_Action item 1_:
In the passage on gluten-free barbecue sauces, rewrite the stretch from "Luckily, a lot" through "to make yourself!", substituting "do-it-yourself" for "homemade".
_Action item 2_:
Answer these questions using the passage on gluten-free barbecue sauces.
(a) What four ingredients does it list as potential sources of gluten?
(b) Which two brands does it name as selling gluten-free barbecue sauces?
(c) What four components do most homemade barbecue sauce recipes require?

_Passage provided_:
Gluten-Free Barbecue Sauces
When it comes to gluten-free barbecue sauces, you have a lot of options. Again, not all barbecue sauces will be gluten-free. This means if you’re buying barbecue sauce, you want to make sure you’re checking the ingredients for potential sources of gluten like brown rice syrup, yeast extract, barley malt, and soy sauce.
Luckily, a lot of popular barbecue sauces are gluten-free so it shouldn’t be hard to find one in the store. For example, most Sweet Baby Ray’s Barbecue sauces are gluten-free and are marked as such! Stubb’s is another brand that sells many gluten-free barbecue sauces too.
If you want to go the homemade route, there are many barbecue sauce recipes out there to try! Most of them are pretty simple, requiring a tomato base, an acid, a sweetener, and seasonings. Here’s a simple gluten-free BBQ sauce you can try to make yourself!
Gluten-Free Barbecue Sides
Now that we’ve got potential sources of gluten and sauces out of the way, let’s dive into what gluten-free barbecue sides to serve or bring to your next barbecue!

_Given data_:
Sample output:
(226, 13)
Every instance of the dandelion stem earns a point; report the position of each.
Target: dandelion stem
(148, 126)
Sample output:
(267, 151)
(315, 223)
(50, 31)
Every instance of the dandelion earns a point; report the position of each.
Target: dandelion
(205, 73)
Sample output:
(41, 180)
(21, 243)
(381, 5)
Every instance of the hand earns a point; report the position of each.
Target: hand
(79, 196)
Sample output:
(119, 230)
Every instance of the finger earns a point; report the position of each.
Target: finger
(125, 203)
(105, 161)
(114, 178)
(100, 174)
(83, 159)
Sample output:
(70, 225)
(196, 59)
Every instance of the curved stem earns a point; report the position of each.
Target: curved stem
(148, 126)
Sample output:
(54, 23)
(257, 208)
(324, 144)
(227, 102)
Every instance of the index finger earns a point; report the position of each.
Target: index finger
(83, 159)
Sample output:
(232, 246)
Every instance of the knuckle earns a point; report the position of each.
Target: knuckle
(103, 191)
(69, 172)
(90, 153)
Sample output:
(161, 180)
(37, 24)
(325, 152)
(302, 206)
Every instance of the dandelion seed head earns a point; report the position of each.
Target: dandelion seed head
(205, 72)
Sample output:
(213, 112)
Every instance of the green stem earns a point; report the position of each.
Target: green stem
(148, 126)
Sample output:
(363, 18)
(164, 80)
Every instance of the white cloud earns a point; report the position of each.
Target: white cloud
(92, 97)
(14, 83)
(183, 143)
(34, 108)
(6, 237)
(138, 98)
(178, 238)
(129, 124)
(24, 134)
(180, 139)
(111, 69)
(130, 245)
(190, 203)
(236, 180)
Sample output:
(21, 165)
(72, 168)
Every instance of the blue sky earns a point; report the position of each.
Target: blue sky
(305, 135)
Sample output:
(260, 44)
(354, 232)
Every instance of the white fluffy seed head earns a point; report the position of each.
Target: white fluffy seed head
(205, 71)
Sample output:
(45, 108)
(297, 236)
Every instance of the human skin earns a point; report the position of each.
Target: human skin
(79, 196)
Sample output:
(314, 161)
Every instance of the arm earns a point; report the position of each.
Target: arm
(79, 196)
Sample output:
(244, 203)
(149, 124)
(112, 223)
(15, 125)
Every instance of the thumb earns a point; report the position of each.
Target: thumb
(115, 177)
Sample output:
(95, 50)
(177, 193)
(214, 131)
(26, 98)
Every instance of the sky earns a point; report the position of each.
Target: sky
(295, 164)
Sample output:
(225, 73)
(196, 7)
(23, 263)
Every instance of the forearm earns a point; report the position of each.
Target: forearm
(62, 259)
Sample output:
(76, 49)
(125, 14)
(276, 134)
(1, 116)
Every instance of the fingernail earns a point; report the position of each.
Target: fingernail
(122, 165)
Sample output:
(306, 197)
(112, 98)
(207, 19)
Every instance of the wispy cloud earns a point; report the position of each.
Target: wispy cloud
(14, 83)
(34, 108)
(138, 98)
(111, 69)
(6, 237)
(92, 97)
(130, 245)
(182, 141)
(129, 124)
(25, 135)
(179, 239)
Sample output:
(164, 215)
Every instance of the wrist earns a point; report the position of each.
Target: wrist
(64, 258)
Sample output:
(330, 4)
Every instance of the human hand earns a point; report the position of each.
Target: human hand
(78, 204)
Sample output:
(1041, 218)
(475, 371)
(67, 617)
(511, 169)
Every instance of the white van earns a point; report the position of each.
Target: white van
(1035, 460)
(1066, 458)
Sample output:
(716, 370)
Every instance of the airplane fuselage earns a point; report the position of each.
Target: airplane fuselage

_Expected output 1_:
Luckily, a lot of popular barbecue sauces are gluten-free so it shouldn’t be hard to find one in the store. For example, most Sweet Baby Ray’s Barbecue sauces are gluten-free and are marked as such! Stubb’s is another brand that sells many gluten-free barbecue sauces too.
If you want to go the do-it-yourself route, there are many barbecue sauce recipes out there to try! Most of them are pretty simple, requiring a tomato base, an acid, a sweetener, and seasonings. Here’s a simple gluten-free BBQ sauce you can try to make yourself!

_Expected output 2_:
(a) Brown rice syrup, yeast extract, barley malt, and soy sauce.
(b) Sweet Baby Ray's and Stubb's.
(c) A tomato base, an acid, a sweetener, and seasonings.